#### Aim of the exercise:
Starting at the line containing "Note: for this drill, mark the short" and ending at the close of the listing, write those lines out again, swapping "red leash" for "leather leash" and leaving everything else unchanged.

(Position annotation records)
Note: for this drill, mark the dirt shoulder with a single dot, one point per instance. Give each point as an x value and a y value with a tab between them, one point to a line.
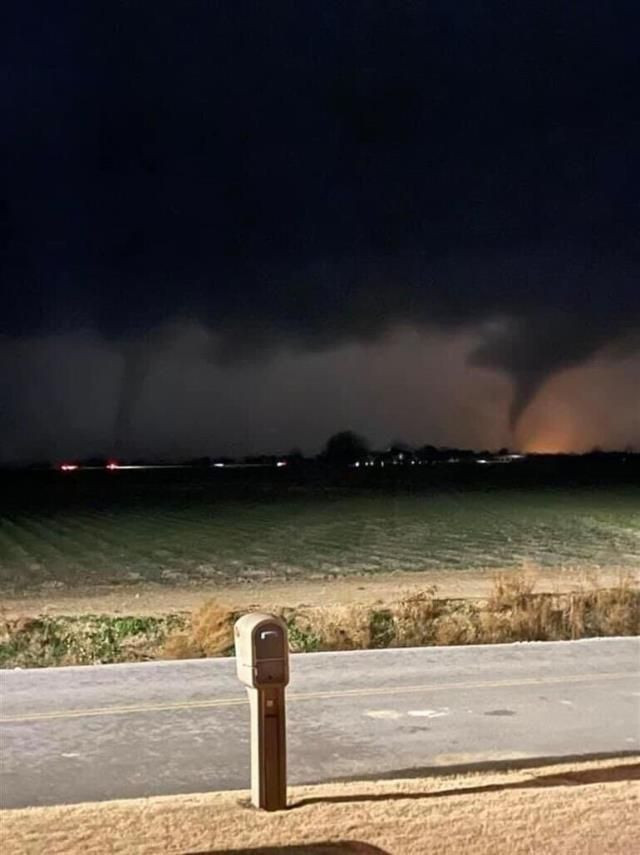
590	807
147	599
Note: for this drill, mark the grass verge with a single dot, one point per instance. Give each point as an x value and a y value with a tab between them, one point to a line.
564	809
514	611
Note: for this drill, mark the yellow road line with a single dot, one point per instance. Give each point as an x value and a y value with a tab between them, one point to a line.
215	703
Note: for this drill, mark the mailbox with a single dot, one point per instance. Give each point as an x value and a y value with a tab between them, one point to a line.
262	651
262	661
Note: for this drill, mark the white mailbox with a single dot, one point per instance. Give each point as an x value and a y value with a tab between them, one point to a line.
262	661
262	651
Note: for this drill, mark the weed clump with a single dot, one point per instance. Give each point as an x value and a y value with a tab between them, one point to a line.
209	633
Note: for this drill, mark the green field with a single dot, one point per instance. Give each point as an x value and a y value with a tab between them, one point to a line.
86	529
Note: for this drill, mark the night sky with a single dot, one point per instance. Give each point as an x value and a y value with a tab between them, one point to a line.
229	227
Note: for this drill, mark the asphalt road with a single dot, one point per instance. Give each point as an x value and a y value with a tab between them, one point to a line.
120	731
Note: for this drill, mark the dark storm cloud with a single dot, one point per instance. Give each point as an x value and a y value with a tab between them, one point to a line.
303	175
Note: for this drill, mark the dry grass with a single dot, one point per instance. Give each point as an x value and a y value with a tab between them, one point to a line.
590	808
209	633
512	611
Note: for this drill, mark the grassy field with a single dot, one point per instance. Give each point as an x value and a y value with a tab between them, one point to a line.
87	528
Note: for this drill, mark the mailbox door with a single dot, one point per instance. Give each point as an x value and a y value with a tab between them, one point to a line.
270	654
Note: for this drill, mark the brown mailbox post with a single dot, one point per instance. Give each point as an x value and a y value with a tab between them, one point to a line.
262	661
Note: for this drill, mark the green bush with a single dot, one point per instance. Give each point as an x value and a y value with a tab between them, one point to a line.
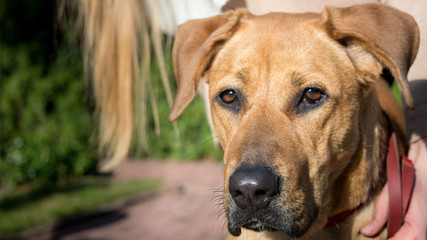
46	127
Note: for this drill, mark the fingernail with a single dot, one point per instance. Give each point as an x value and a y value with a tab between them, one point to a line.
367	229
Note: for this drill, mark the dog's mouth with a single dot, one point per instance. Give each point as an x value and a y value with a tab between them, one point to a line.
258	226
254	225
270	219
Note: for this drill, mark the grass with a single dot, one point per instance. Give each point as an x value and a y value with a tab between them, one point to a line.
24	209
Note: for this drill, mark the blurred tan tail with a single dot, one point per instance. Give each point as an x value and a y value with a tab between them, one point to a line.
117	55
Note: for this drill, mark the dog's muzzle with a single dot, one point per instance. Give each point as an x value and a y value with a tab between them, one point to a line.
255	203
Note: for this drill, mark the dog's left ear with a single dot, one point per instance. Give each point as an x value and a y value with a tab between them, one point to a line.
196	44
390	35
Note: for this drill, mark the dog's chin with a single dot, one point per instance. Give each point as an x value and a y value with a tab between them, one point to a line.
253	225
258	226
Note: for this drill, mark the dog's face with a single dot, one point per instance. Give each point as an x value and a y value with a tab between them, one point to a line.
279	103
287	93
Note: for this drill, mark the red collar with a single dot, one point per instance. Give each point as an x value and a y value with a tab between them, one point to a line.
401	185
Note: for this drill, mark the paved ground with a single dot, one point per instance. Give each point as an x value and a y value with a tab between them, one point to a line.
190	210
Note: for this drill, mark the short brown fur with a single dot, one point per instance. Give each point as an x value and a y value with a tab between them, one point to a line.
330	156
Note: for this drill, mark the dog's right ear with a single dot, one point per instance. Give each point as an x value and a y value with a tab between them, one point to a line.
196	44
391	36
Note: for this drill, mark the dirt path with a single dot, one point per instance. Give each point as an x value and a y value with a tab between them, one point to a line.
188	211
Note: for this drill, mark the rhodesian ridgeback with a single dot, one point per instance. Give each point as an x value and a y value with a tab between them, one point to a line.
301	107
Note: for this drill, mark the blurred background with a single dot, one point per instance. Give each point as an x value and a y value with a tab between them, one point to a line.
49	153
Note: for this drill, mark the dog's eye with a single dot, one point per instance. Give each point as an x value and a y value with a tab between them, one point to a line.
228	96
229	99
312	96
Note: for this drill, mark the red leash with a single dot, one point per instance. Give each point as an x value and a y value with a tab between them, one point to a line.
401	181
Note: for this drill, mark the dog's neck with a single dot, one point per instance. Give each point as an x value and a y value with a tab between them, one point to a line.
363	177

#### Solution:
Note: for this drill, mark the short brown fur with a single dot, one point per instance. Give each point as an x value and a y value with a tab between them, one point to a line.
330	156
Note: for this drill, mark the dog's right ear with a single dot, one point per instance. Give each point as an x value and a y value with a tab between them, one point to a line.
196	44
391	36
Note: for this drill, mark the dirt path with a single dot, one point per instance. Give each point as an x value and a y value with a tab between them, one point to a line.
188	211
Note: for this drill, mark the rhodesian ridgeback with a single dot, one point per instance. Give each point as an x value and a y value with a tab between them, one point to a line.
301	107
Note: for this drill, mark the blurred background with a single dot, one point per instance. Give each point as an x value and a y value with a tab between them, one point to a line.
49	153
Note: for this drill, mark the dog's eye with a single dot, one point per instance. Give each point as an x value and a y value with a tab between them, one point to a line.
228	96
229	99
312	96
Note: for this drill, mark the leather leash with a single dot, one point per instance. Give each point as an x value and a y value with a tab between them, one point to a line.
401	181
Note: for this drill, mark the dog's neck with a single dot, one point per instance. Give each point as an x value and a y value with a tab between them, one point to a line.
363	177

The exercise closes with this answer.